[What the task requires]: Count the lines in the rows below that contain the string "blue", and respond with the number alone.

[Supplied records]:
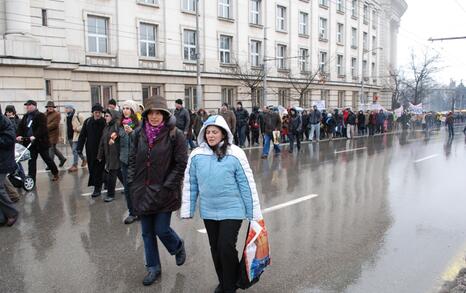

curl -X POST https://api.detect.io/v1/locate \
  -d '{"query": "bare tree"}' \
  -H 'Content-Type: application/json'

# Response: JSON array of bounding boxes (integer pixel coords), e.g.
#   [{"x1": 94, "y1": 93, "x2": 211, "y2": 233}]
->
[
  {"x1": 229, "y1": 62, "x2": 266, "y2": 107},
  {"x1": 286, "y1": 69, "x2": 327, "y2": 107},
  {"x1": 406, "y1": 51, "x2": 440, "y2": 105}
]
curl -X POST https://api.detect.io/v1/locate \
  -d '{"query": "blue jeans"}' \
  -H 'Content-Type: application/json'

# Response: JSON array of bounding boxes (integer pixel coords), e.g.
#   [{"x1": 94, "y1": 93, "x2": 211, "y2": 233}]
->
[
  {"x1": 140, "y1": 212, "x2": 182, "y2": 272},
  {"x1": 236, "y1": 125, "x2": 248, "y2": 146},
  {"x1": 262, "y1": 133, "x2": 280, "y2": 156},
  {"x1": 68, "y1": 139, "x2": 86, "y2": 166},
  {"x1": 120, "y1": 161, "x2": 134, "y2": 216}
]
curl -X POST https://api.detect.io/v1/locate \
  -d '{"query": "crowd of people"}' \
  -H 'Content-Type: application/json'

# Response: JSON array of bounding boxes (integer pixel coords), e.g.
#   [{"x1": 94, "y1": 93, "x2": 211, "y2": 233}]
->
[{"x1": 0, "y1": 96, "x2": 266, "y2": 293}]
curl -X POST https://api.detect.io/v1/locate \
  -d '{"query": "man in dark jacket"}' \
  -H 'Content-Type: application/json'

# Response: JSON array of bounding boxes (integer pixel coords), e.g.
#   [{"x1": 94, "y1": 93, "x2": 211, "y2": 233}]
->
[
  {"x1": 0, "y1": 113, "x2": 18, "y2": 226},
  {"x1": 261, "y1": 106, "x2": 282, "y2": 159},
  {"x1": 45, "y1": 101, "x2": 66, "y2": 167},
  {"x1": 309, "y1": 106, "x2": 322, "y2": 142},
  {"x1": 16, "y1": 100, "x2": 59, "y2": 181},
  {"x1": 288, "y1": 108, "x2": 303, "y2": 153},
  {"x1": 249, "y1": 106, "x2": 260, "y2": 145},
  {"x1": 76, "y1": 104, "x2": 105, "y2": 197},
  {"x1": 235, "y1": 102, "x2": 249, "y2": 148},
  {"x1": 175, "y1": 99, "x2": 191, "y2": 136},
  {"x1": 97, "y1": 109, "x2": 124, "y2": 202},
  {"x1": 358, "y1": 110, "x2": 366, "y2": 136}
]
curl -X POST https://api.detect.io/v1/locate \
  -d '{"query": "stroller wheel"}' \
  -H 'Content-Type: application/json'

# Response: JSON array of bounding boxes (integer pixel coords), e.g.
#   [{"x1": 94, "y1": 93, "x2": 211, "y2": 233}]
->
[{"x1": 23, "y1": 176, "x2": 36, "y2": 191}]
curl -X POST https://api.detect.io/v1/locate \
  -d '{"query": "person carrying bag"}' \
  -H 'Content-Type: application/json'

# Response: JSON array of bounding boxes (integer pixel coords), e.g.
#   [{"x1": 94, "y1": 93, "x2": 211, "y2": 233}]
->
[{"x1": 181, "y1": 115, "x2": 270, "y2": 293}]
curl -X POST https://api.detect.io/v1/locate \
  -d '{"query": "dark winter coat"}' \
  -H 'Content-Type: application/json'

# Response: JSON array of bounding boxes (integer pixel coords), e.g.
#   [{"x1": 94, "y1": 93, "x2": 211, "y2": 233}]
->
[
  {"x1": 235, "y1": 108, "x2": 249, "y2": 128},
  {"x1": 16, "y1": 110, "x2": 50, "y2": 150},
  {"x1": 97, "y1": 110, "x2": 121, "y2": 170},
  {"x1": 309, "y1": 110, "x2": 322, "y2": 124},
  {"x1": 128, "y1": 117, "x2": 188, "y2": 216},
  {"x1": 219, "y1": 110, "x2": 236, "y2": 133},
  {"x1": 347, "y1": 112, "x2": 356, "y2": 125},
  {"x1": 45, "y1": 111, "x2": 61, "y2": 145},
  {"x1": 175, "y1": 108, "x2": 191, "y2": 133},
  {"x1": 0, "y1": 114, "x2": 16, "y2": 174},
  {"x1": 358, "y1": 113, "x2": 366, "y2": 127},
  {"x1": 264, "y1": 112, "x2": 282, "y2": 136},
  {"x1": 77, "y1": 117, "x2": 105, "y2": 186},
  {"x1": 288, "y1": 114, "x2": 303, "y2": 134}
]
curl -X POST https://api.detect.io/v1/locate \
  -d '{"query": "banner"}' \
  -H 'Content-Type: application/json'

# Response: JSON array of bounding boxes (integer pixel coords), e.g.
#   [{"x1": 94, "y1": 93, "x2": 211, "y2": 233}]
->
[{"x1": 312, "y1": 100, "x2": 325, "y2": 111}]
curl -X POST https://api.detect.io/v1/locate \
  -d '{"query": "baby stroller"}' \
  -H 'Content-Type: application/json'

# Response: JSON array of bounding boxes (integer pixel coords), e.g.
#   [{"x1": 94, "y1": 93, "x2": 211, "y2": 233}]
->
[{"x1": 8, "y1": 142, "x2": 36, "y2": 191}]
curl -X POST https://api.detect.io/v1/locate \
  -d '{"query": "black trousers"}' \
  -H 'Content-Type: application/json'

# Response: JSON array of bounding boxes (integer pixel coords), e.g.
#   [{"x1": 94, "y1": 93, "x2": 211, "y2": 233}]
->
[
  {"x1": 28, "y1": 147, "x2": 58, "y2": 181},
  {"x1": 107, "y1": 169, "x2": 124, "y2": 197},
  {"x1": 204, "y1": 220, "x2": 243, "y2": 292}
]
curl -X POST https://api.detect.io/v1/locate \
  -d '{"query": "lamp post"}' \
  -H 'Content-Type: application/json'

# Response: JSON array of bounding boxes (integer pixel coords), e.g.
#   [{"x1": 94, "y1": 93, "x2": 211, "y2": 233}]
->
[{"x1": 359, "y1": 47, "x2": 383, "y2": 110}]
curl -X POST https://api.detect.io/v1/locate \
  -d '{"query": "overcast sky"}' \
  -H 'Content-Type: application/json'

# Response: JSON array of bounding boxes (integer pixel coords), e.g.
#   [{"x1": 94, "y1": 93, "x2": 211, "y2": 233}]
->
[{"x1": 398, "y1": 0, "x2": 466, "y2": 83}]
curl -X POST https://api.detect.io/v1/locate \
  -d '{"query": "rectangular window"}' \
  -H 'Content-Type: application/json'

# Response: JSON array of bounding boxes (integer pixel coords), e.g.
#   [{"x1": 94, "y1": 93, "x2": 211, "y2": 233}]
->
[
  {"x1": 278, "y1": 89, "x2": 290, "y2": 108},
  {"x1": 87, "y1": 15, "x2": 108, "y2": 54},
  {"x1": 338, "y1": 91, "x2": 345, "y2": 108},
  {"x1": 351, "y1": 57, "x2": 358, "y2": 78},
  {"x1": 222, "y1": 87, "x2": 235, "y2": 105},
  {"x1": 139, "y1": 23, "x2": 157, "y2": 57},
  {"x1": 337, "y1": 23, "x2": 345, "y2": 44},
  {"x1": 219, "y1": 35, "x2": 232, "y2": 64},
  {"x1": 299, "y1": 12, "x2": 309, "y2": 36},
  {"x1": 142, "y1": 85, "x2": 163, "y2": 104},
  {"x1": 298, "y1": 48, "x2": 309, "y2": 72},
  {"x1": 182, "y1": 0, "x2": 196, "y2": 12},
  {"x1": 320, "y1": 90, "x2": 330, "y2": 108},
  {"x1": 362, "y1": 4, "x2": 369, "y2": 24},
  {"x1": 351, "y1": 27, "x2": 358, "y2": 48},
  {"x1": 218, "y1": 0, "x2": 231, "y2": 18},
  {"x1": 183, "y1": 30, "x2": 197, "y2": 61},
  {"x1": 351, "y1": 0, "x2": 358, "y2": 17},
  {"x1": 319, "y1": 0, "x2": 328, "y2": 6},
  {"x1": 351, "y1": 92, "x2": 359, "y2": 109},
  {"x1": 91, "y1": 85, "x2": 114, "y2": 108},
  {"x1": 42, "y1": 9, "x2": 48, "y2": 26},
  {"x1": 319, "y1": 17, "x2": 327, "y2": 40},
  {"x1": 319, "y1": 51, "x2": 327, "y2": 73},
  {"x1": 251, "y1": 40, "x2": 262, "y2": 67},
  {"x1": 337, "y1": 55, "x2": 345, "y2": 76},
  {"x1": 337, "y1": 0, "x2": 345, "y2": 12},
  {"x1": 362, "y1": 32, "x2": 369, "y2": 51},
  {"x1": 372, "y1": 10, "x2": 379, "y2": 29},
  {"x1": 45, "y1": 79, "x2": 52, "y2": 97},
  {"x1": 138, "y1": 0, "x2": 159, "y2": 5},
  {"x1": 277, "y1": 45, "x2": 286, "y2": 70},
  {"x1": 249, "y1": 0, "x2": 262, "y2": 25},
  {"x1": 277, "y1": 5, "x2": 286, "y2": 32},
  {"x1": 184, "y1": 85, "x2": 197, "y2": 110},
  {"x1": 362, "y1": 60, "x2": 367, "y2": 78}
]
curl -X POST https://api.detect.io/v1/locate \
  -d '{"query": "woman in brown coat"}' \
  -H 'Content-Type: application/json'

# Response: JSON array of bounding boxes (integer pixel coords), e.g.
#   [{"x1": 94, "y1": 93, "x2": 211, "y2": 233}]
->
[{"x1": 128, "y1": 96, "x2": 188, "y2": 286}]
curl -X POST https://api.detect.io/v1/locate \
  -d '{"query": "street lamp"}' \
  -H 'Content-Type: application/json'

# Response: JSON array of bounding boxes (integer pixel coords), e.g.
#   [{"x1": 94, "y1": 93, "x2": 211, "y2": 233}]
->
[{"x1": 359, "y1": 47, "x2": 383, "y2": 110}]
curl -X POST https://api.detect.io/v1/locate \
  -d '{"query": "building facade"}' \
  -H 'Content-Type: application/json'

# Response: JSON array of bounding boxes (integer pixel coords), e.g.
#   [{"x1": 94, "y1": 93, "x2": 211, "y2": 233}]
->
[{"x1": 0, "y1": 0, "x2": 407, "y2": 112}]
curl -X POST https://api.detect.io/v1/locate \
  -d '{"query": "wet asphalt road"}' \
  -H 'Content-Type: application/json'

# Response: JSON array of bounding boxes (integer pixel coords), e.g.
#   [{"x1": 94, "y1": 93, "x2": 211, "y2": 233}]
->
[{"x1": 0, "y1": 131, "x2": 466, "y2": 293}]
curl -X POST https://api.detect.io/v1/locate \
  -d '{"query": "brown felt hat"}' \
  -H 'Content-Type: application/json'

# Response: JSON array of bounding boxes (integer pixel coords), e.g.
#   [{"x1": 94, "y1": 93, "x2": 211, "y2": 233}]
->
[{"x1": 142, "y1": 96, "x2": 172, "y2": 117}]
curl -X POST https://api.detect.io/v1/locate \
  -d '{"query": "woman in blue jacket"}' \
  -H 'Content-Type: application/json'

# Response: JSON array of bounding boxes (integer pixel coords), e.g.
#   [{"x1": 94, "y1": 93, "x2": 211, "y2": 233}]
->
[{"x1": 181, "y1": 115, "x2": 262, "y2": 292}]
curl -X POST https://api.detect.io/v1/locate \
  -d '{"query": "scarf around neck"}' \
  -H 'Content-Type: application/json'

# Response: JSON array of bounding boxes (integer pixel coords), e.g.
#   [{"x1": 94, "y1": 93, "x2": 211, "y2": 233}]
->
[{"x1": 144, "y1": 122, "x2": 165, "y2": 148}]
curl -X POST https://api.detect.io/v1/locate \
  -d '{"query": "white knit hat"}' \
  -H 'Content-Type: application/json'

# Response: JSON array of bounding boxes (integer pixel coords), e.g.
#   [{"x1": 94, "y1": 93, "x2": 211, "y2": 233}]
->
[{"x1": 121, "y1": 100, "x2": 140, "y2": 114}]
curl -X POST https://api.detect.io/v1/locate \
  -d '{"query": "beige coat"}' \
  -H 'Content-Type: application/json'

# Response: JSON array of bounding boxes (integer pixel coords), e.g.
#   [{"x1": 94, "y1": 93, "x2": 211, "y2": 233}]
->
[{"x1": 65, "y1": 112, "x2": 86, "y2": 142}]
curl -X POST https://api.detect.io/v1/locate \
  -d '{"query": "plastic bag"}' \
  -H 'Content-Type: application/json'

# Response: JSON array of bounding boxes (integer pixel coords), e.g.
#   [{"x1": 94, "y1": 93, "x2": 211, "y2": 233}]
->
[
  {"x1": 15, "y1": 143, "x2": 31, "y2": 162},
  {"x1": 236, "y1": 219, "x2": 271, "y2": 289}
]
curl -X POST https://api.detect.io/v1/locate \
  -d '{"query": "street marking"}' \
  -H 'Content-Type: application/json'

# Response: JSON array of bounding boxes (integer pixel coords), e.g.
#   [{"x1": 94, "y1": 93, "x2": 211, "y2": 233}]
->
[
  {"x1": 197, "y1": 194, "x2": 319, "y2": 234},
  {"x1": 414, "y1": 154, "x2": 439, "y2": 164},
  {"x1": 81, "y1": 187, "x2": 125, "y2": 196},
  {"x1": 335, "y1": 147, "x2": 367, "y2": 154},
  {"x1": 36, "y1": 167, "x2": 87, "y2": 173}
]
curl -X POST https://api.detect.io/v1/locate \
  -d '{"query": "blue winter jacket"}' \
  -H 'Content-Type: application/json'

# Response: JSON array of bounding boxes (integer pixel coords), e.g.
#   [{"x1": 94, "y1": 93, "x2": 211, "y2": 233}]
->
[{"x1": 181, "y1": 115, "x2": 262, "y2": 221}]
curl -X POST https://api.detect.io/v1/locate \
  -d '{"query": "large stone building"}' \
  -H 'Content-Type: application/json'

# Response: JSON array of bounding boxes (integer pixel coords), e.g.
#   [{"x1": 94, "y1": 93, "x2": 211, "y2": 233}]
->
[{"x1": 0, "y1": 0, "x2": 407, "y2": 112}]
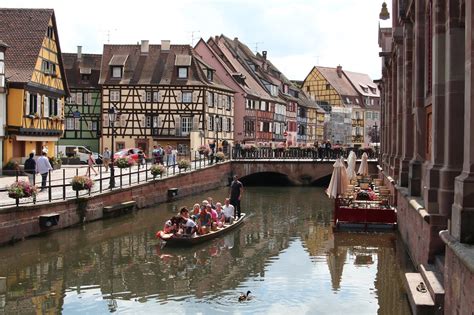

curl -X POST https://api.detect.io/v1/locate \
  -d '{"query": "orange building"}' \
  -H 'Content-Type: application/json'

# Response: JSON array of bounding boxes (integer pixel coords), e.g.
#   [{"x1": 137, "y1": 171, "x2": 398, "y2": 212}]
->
[{"x1": 0, "y1": 9, "x2": 68, "y2": 163}]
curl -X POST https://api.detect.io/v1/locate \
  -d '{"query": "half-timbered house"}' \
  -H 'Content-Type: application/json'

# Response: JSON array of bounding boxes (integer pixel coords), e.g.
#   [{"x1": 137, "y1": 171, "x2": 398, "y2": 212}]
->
[
  {"x1": 99, "y1": 41, "x2": 234, "y2": 154},
  {"x1": 0, "y1": 9, "x2": 68, "y2": 162},
  {"x1": 59, "y1": 46, "x2": 102, "y2": 153}
]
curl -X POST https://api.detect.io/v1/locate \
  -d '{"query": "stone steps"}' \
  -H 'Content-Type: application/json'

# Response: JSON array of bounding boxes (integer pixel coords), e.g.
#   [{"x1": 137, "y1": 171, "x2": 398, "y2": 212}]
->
[{"x1": 405, "y1": 265, "x2": 444, "y2": 315}]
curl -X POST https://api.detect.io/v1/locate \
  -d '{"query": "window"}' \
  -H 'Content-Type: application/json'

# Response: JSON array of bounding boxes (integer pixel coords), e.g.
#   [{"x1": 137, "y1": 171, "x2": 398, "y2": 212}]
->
[
  {"x1": 66, "y1": 117, "x2": 74, "y2": 130},
  {"x1": 45, "y1": 98, "x2": 58, "y2": 116},
  {"x1": 178, "y1": 67, "x2": 188, "y2": 79},
  {"x1": 110, "y1": 90, "x2": 120, "y2": 102},
  {"x1": 207, "y1": 92, "x2": 214, "y2": 107},
  {"x1": 181, "y1": 116, "x2": 193, "y2": 136},
  {"x1": 153, "y1": 92, "x2": 160, "y2": 102},
  {"x1": 182, "y1": 92, "x2": 193, "y2": 103},
  {"x1": 112, "y1": 66, "x2": 122, "y2": 78},
  {"x1": 76, "y1": 92, "x2": 82, "y2": 105},
  {"x1": 225, "y1": 95, "x2": 232, "y2": 110},
  {"x1": 46, "y1": 26, "x2": 54, "y2": 39},
  {"x1": 28, "y1": 94, "x2": 38, "y2": 114},
  {"x1": 207, "y1": 69, "x2": 214, "y2": 82}
]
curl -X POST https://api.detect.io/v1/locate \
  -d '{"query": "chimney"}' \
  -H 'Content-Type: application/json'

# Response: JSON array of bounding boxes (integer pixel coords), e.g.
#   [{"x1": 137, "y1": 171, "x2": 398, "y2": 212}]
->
[
  {"x1": 336, "y1": 65, "x2": 342, "y2": 78},
  {"x1": 140, "y1": 40, "x2": 150, "y2": 55},
  {"x1": 161, "y1": 40, "x2": 171, "y2": 51}
]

[Solution to the exercise]: 3